Reproduce the line that contains "target | dense forest canopy" and every line after it through the end of the records, exactly, with nothing added.

§ Recorded information
--

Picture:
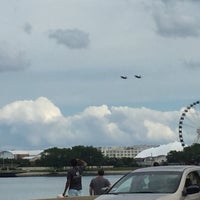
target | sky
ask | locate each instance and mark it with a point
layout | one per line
(60, 68)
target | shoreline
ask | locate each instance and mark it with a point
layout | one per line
(86, 173)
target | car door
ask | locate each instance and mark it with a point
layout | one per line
(192, 179)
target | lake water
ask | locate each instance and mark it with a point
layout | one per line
(29, 188)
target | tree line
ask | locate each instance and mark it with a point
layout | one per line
(60, 157)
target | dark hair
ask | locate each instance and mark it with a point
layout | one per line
(100, 172)
(74, 162)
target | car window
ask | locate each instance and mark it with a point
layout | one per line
(192, 178)
(148, 182)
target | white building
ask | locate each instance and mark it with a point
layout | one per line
(123, 152)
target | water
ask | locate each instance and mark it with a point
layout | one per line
(29, 188)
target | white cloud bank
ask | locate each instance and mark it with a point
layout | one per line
(40, 124)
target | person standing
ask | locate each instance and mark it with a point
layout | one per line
(74, 178)
(98, 183)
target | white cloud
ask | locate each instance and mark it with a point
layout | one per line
(12, 59)
(72, 38)
(177, 18)
(27, 28)
(39, 124)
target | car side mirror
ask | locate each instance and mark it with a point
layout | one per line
(192, 189)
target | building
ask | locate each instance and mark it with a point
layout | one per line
(20, 154)
(123, 152)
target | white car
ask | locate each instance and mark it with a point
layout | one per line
(180, 182)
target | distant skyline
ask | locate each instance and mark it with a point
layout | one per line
(62, 62)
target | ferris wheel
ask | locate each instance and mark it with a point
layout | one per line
(189, 124)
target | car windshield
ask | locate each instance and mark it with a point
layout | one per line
(147, 182)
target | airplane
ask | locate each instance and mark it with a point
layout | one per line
(138, 76)
(124, 77)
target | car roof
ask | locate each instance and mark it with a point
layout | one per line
(175, 168)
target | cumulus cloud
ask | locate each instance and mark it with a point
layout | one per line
(27, 28)
(72, 38)
(177, 18)
(40, 124)
(12, 59)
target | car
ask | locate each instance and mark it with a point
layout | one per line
(180, 182)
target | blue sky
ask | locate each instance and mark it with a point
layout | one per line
(68, 56)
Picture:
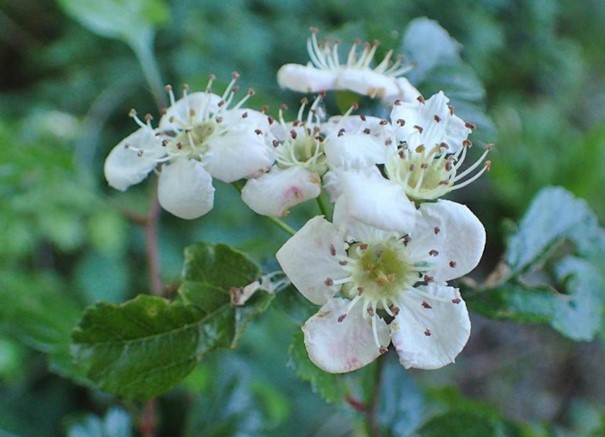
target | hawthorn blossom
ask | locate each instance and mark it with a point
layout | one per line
(377, 287)
(306, 149)
(326, 72)
(432, 143)
(201, 136)
(422, 161)
(300, 162)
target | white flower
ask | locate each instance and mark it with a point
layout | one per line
(200, 137)
(421, 161)
(300, 162)
(431, 145)
(325, 72)
(376, 287)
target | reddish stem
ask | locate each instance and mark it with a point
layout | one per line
(148, 422)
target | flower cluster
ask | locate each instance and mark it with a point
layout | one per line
(379, 269)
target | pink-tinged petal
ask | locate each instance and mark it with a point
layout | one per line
(432, 327)
(339, 347)
(406, 92)
(133, 158)
(185, 189)
(190, 110)
(238, 153)
(311, 258)
(366, 82)
(305, 78)
(455, 233)
(377, 201)
(274, 193)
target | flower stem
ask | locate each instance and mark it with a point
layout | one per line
(372, 408)
(323, 207)
(148, 421)
(151, 237)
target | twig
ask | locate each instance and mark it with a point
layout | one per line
(148, 422)
(152, 250)
(372, 407)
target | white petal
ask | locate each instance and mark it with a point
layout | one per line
(366, 82)
(406, 92)
(438, 125)
(237, 154)
(354, 151)
(185, 189)
(428, 333)
(459, 240)
(190, 110)
(305, 78)
(311, 258)
(274, 193)
(377, 201)
(339, 347)
(355, 230)
(133, 158)
(332, 185)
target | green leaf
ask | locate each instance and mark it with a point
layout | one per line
(143, 347)
(331, 387)
(116, 423)
(569, 293)
(401, 407)
(554, 214)
(428, 44)
(468, 424)
(579, 313)
(38, 313)
(218, 266)
(129, 20)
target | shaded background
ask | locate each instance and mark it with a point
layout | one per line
(64, 98)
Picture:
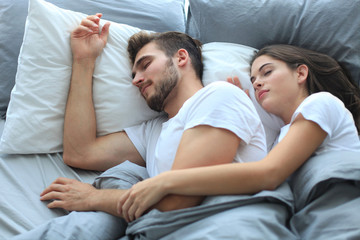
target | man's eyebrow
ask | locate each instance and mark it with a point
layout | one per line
(138, 62)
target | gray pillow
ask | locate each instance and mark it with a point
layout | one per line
(328, 26)
(152, 15)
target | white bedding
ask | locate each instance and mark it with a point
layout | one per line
(22, 179)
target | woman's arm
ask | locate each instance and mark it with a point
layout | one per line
(301, 141)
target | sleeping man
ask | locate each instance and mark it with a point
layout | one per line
(200, 126)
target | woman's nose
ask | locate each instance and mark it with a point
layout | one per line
(257, 83)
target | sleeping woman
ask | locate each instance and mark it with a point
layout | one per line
(319, 105)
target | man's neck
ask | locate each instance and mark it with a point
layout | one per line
(177, 98)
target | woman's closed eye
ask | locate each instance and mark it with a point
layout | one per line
(267, 73)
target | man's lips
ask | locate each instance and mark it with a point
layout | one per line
(143, 88)
(262, 93)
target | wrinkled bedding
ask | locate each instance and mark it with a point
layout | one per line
(325, 189)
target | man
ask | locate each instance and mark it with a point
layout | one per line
(202, 125)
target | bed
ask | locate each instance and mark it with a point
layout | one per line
(35, 66)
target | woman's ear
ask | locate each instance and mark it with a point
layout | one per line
(302, 73)
(182, 57)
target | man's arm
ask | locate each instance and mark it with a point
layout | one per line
(73, 195)
(82, 148)
(199, 146)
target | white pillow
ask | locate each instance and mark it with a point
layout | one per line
(222, 60)
(35, 114)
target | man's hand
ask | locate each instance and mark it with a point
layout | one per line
(69, 194)
(87, 41)
(140, 197)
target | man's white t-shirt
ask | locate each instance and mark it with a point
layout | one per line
(219, 105)
(333, 117)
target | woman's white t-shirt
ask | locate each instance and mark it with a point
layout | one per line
(333, 117)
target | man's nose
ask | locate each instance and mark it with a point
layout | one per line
(137, 80)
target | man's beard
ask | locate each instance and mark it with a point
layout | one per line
(164, 87)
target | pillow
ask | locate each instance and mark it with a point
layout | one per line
(222, 60)
(327, 26)
(146, 14)
(35, 114)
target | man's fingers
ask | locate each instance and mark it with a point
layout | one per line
(105, 32)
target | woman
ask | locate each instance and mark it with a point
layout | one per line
(290, 83)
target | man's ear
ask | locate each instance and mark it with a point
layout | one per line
(302, 73)
(182, 57)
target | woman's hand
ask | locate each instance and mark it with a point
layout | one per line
(236, 81)
(87, 41)
(69, 194)
(140, 197)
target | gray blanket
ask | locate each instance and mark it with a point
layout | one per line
(324, 204)
(327, 197)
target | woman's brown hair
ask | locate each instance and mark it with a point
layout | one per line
(325, 74)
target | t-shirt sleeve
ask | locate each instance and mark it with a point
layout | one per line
(225, 106)
(324, 109)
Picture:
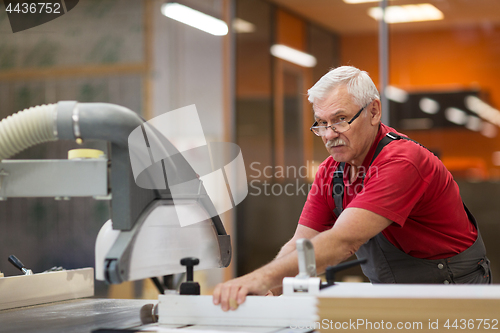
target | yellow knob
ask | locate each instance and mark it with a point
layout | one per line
(84, 153)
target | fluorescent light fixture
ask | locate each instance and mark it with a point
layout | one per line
(416, 123)
(194, 18)
(482, 109)
(489, 130)
(241, 26)
(456, 116)
(428, 105)
(496, 158)
(297, 57)
(396, 94)
(474, 123)
(407, 13)
(359, 1)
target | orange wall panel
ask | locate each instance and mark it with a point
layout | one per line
(466, 57)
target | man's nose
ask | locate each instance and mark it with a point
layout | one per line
(330, 134)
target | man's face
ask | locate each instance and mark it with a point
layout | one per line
(353, 145)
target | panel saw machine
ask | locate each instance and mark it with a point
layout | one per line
(157, 230)
(147, 235)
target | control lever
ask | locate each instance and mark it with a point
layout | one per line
(306, 281)
(331, 270)
(189, 287)
(18, 264)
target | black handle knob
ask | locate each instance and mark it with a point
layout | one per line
(189, 262)
(189, 287)
(16, 262)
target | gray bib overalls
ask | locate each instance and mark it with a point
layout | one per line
(388, 264)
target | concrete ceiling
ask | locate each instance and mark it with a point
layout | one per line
(343, 18)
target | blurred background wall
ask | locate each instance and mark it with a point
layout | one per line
(126, 52)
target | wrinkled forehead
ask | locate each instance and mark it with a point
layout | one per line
(337, 101)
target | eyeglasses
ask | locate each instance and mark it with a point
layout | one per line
(340, 127)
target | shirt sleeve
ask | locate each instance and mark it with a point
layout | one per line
(317, 213)
(392, 190)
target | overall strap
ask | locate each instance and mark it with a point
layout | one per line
(338, 189)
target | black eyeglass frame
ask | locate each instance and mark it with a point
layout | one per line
(333, 129)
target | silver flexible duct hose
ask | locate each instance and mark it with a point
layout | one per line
(27, 128)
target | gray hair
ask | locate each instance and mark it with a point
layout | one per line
(359, 85)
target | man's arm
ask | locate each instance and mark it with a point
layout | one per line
(354, 227)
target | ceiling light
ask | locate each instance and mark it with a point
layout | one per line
(416, 123)
(489, 130)
(395, 94)
(482, 109)
(456, 116)
(194, 18)
(474, 123)
(297, 57)
(359, 1)
(407, 13)
(428, 105)
(242, 26)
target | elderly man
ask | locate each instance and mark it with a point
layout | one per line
(398, 206)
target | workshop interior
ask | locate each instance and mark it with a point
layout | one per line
(71, 196)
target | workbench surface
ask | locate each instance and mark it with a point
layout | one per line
(74, 316)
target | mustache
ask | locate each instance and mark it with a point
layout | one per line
(334, 143)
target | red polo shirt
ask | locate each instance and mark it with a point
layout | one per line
(408, 185)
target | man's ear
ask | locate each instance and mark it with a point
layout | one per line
(375, 112)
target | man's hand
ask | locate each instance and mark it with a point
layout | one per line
(233, 293)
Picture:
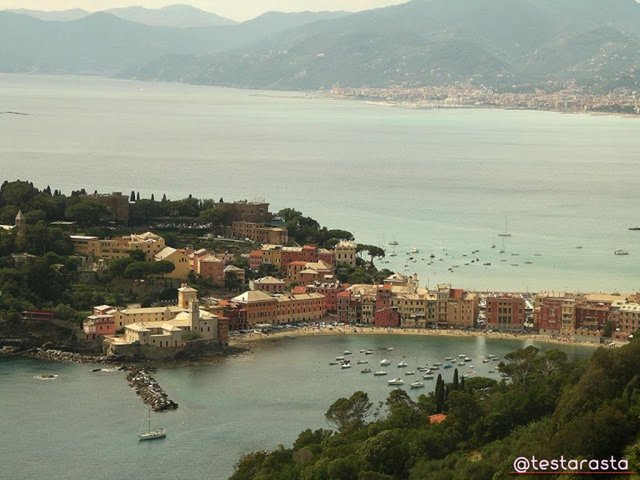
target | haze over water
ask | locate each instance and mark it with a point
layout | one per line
(434, 180)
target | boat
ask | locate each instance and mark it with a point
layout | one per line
(150, 434)
(506, 229)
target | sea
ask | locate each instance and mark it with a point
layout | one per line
(84, 424)
(443, 182)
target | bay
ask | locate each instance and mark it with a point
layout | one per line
(85, 424)
(442, 181)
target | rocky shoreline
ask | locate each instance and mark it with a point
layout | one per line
(148, 389)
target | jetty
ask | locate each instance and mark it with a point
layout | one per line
(148, 389)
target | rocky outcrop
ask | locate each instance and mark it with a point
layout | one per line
(149, 390)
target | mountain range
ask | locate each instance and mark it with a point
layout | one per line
(502, 44)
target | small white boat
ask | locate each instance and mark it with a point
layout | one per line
(150, 434)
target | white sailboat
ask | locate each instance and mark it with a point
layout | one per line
(149, 434)
(506, 229)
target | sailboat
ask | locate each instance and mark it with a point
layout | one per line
(506, 229)
(150, 434)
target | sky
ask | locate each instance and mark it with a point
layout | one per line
(235, 9)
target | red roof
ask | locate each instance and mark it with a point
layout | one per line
(457, 293)
(437, 418)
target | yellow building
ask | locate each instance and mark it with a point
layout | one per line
(153, 329)
(178, 258)
(110, 249)
(345, 253)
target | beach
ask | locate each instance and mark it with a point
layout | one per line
(330, 330)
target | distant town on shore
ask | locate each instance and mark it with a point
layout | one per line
(145, 278)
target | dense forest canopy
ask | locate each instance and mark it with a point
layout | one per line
(549, 408)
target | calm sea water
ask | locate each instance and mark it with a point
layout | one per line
(442, 181)
(84, 425)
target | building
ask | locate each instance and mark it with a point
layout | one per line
(304, 307)
(257, 232)
(190, 324)
(330, 290)
(555, 313)
(259, 307)
(255, 212)
(111, 249)
(116, 202)
(505, 312)
(178, 258)
(210, 267)
(267, 284)
(345, 253)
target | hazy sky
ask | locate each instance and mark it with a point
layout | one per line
(235, 9)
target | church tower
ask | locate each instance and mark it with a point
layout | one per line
(186, 295)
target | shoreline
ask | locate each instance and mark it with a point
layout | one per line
(253, 337)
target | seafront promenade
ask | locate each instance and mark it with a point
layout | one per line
(330, 330)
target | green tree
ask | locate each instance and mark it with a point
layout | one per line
(347, 414)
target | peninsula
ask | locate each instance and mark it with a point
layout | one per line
(137, 279)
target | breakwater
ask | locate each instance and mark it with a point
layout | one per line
(54, 355)
(148, 389)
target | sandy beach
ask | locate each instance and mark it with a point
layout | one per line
(353, 330)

--

§ Output for this exercise
target | dense forest canopy
ask | locate each instance and mark it with a point
layout | one per line
(549, 408)
target | calm sea water
ask | locate each instance and mark it with a point
layout | one per line
(442, 181)
(84, 425)
target | building
ask | locate each instance and mark it with a point
layout | one per line
(304, 307)
(257, 232)
(190, 324)
(330, 290)
(555, 313)
(259, 307)
(255, 212)
(111, 249)
(116, 202)
(505, 312)
(178, 258)
(210, 267)
(267, 284)
(345, 253)
target | hazy sky
ask | locate each instance and mark it with a point
layout | one per line
(235, 9)
target | church tower
ask | locate each instance and mark it with a point
layout | one per line
(186, 295)
target | shoreline
ask | locate each instance and mark it with a point
layout | one per line
(253, 337)
target | seafront promenade
ask | locate each instance and mark it with a point
layout | one per line
(330, 330)
target | green tree
ask | locate each instance and mark it with a point
layout | one per line
(347, 414)
target | peninsula
ask | locate each instance and mark it with a point
layout | one per line
(137, 279)
target | breakwater
ask | locate each instance and mark it with a point
layout | one per line
(54, 355)
(148, 389)
target | sandy beach
ask | locate each instance and mark it with a point
layout | one per line
(353, 330)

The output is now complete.